• [Consigne 1]:
Relevez dans les entrées chaque ligne où figure le mot « white », puis recopiez-la.

• [Extrait à lire]:
..............................

Vu la procédure suivante :
Procédure contentieuse antérieure :
Mme A... C... B... a demandé au tribunal administratif de Paris, lequel a transmis, par une ordonnance du 18 novembre 2020 du président de ce tribunal, prise sur le fondement de l'article R. 351-3 du code de justice administrative, cette demande au tribunal administratif de Nantes, d'annuler la décision du 31 juillet 2019 par laquelle le préfet de la Seine-Saint-Denis a déclaré sa demande de naturalisation irrecevable et la décision implicite par laquelle le ministre de l'intérieur a rejeté son recours formé contre cette décision.
Par une ordonnance n° 2011701 du 22 janvier 2021, le président de la 5ème chambre du tribunal administratif de Nantes a rejeté sa demande.
Procédure devant la cour :
Par une requête et un mémoire enregistrés les 1er mars et 10 mai 2021, Mme B..., représentée par Me Keita, demande à la cour :
1°) d'annuler l'ordonnance du 22 janvier 2021 du président de la 5ème chambre du tribunal administratif de Nantes ;
2°) d'annuler la décision du 31 juillet 2019 du préfet de la Seine-Saint-Denis et la décision implicite du ministre de l'intérieur a rejeté son recours formé contre cette décision ;
3°) d'enjoindre au préfet de la Seine-Saint-Denis d'accéder à sa demande de naturalisation en enregistrant sa demande dans un délai d'un mois à compter de la notification de l'arrêt à intervenir, sous astreinte de 50 euros par jour de retard en vue de lui attribuer la nationalité française, à défaut de lui enjoindre de réexaminer sa demande, dans les mêmes conditions de délais et d'astreinte ;
4°) de mettre à la charge de l'Etat le versement d'une somme de 1 500 euros sur le fondement des dispositions de l'article L. 761-1 du code de justice administrative.

..............................

• [Consigne 2]:
Dites si chacune des affirmations suivantes concorde avec la décision de justice ci-dessus, en répondant par oui ou par non et en citant les mots de la décision qui permettent de trancher. (a) Le tribunal administratif de Paris a transmis la demande de Mme A... C... B... au tribunal administratif de Nantes. (b) La décision du préfet de la Seine-Saint-Denis date du 18 novembre 2020. (c) Mme B... demande que le versement d'une somme de 1 500 euros soit mis à la charge de l'État.

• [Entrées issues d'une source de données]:
..............................

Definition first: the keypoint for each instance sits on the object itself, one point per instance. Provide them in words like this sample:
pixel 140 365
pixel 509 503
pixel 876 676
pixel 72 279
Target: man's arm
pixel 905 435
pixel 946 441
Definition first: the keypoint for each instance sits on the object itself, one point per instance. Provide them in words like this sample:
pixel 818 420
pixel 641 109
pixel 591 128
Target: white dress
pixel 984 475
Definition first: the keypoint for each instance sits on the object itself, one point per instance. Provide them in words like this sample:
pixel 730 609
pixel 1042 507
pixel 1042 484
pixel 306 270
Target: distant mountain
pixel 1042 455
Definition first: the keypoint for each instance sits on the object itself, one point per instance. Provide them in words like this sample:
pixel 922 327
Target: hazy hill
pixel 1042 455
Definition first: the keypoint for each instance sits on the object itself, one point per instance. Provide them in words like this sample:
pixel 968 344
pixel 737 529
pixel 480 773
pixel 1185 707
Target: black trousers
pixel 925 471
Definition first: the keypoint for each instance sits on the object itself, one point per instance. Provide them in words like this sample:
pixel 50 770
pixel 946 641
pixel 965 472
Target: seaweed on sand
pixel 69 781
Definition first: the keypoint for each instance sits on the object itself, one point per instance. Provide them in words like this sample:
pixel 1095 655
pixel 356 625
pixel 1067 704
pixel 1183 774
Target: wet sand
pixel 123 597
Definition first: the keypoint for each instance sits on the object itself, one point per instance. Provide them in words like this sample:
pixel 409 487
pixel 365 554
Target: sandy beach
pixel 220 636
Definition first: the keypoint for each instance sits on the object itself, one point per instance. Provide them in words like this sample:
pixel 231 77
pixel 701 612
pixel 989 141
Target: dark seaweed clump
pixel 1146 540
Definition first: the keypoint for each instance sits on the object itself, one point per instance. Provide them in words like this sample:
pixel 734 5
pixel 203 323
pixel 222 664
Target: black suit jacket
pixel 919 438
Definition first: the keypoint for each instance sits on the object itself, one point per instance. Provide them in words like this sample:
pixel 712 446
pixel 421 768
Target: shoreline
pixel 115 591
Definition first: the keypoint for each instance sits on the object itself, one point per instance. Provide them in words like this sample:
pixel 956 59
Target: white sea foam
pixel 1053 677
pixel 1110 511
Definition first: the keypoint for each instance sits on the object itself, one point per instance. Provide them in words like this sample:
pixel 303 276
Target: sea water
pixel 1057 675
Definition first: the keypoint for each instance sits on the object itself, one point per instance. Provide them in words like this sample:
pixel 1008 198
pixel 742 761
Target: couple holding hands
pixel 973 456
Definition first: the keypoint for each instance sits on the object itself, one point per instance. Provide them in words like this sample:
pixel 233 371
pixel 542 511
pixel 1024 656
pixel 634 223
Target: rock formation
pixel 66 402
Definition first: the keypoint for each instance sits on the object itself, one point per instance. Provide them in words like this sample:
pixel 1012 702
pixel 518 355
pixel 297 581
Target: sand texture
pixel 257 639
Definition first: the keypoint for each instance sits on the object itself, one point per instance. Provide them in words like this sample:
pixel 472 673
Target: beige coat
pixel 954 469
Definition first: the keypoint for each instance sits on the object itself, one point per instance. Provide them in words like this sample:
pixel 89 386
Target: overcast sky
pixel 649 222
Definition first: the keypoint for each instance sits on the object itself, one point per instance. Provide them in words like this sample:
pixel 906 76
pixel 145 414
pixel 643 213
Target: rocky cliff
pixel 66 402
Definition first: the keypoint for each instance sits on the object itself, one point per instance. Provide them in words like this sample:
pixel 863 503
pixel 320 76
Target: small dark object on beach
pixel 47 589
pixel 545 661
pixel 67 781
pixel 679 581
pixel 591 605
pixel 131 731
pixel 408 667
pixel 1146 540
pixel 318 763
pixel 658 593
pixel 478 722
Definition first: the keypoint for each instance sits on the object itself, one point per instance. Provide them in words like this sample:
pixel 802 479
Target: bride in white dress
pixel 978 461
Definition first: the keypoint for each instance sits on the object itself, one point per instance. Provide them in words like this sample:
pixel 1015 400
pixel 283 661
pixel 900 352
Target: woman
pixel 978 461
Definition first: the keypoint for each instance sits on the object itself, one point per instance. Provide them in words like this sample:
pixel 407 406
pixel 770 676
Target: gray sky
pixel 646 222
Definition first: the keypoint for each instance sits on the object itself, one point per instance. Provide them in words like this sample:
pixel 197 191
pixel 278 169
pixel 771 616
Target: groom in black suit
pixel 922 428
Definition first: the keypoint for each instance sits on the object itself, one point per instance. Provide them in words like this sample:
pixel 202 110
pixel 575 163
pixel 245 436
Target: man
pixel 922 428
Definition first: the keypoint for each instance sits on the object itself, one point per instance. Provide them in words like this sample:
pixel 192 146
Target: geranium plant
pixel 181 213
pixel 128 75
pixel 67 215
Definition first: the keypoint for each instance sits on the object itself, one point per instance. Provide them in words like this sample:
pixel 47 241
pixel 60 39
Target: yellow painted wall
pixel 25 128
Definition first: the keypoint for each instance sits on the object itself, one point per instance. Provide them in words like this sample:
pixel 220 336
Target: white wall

..............................

• [Corrigé 1]:
Target: white dress
Target: white sea foam
Target: bride in white dress
Target: white wall

• [Corrigé 2]:
(a) Oui : « lequel a transmis, par une ordonnance du 18 novembre 2020 du président de ce tribunal, prise sur le fondement de l'article R. 351-3 du code de justice administrative, cette demande au tribunal administratif de Nantes ».
(b) Non : « la décision du 31 juillet 2019 par laquelle le préfet de la Seine-Saint-Denis a déclaré sa demande de naturalisation irrecevable ».
(c) Oui : « de mettre à la charge de l'Etat le versement d'une somme de 1 500 euros ».